[Natural-language object grounding data]
========================

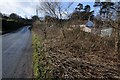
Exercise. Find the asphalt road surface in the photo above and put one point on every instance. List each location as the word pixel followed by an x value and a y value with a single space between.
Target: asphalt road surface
pixel 17 54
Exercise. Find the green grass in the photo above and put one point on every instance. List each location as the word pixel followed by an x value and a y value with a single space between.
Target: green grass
pixel 40 62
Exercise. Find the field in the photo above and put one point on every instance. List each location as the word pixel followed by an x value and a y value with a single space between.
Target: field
pixel 65 53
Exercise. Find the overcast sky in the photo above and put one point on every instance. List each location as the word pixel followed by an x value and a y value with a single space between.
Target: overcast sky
pixel 27 8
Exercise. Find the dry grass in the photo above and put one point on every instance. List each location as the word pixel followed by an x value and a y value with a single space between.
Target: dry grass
pixel 80 54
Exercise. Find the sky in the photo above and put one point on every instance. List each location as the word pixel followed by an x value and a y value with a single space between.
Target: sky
pixel 27 8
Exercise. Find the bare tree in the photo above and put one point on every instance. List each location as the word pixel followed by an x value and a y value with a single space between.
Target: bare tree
pixel 54 9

========================

• **Requirement**:
Could the entries above be written out word for word, pictures excluded?

• **Exercise output**:
Exercise. Find the asphalt road surface in the photo above and put one point on every instance. List each location as the word pixel followed by an x value and a y value with a single space between.
Target: asphalt road surface
pixel 17 54
Exercise. Find the green grass in the photo above and put one point on every instance. List each location as the word pixel followed by an x value and a y value with a single space between.
Target: green grass
pixel 40 62
Exercise. Find the field in the photo above and put one point on every instance. List each location as the word pixel followed by an x value and a y value with a single space between.
Target: field
pixel 65 53
Exercise. Find the overcast sky in the photo above and put one point on every instance. List each location as the word pixel followed by an x value and a y value with a single space between.
Target: overcast sky
pixel 27 8
Exercise. Find the dry grass in the photo above and put one point on every instance. List each location as the word pixel followed by an x value and a y value with a single space between.
Target: dry grass
pixel 80 54
Exercise. Find the sky in the photo above and put one point on every instance. List each location as the word pixel followed by an x value and a y value with a single space between.
Target: sky
pixel 27 8
Exercise. Find the bare tree in the photo above and put one point on every instance. List each location as the word pixel followed by an x value and a y value with a single space between.
Target: bare tree
pixel 54 9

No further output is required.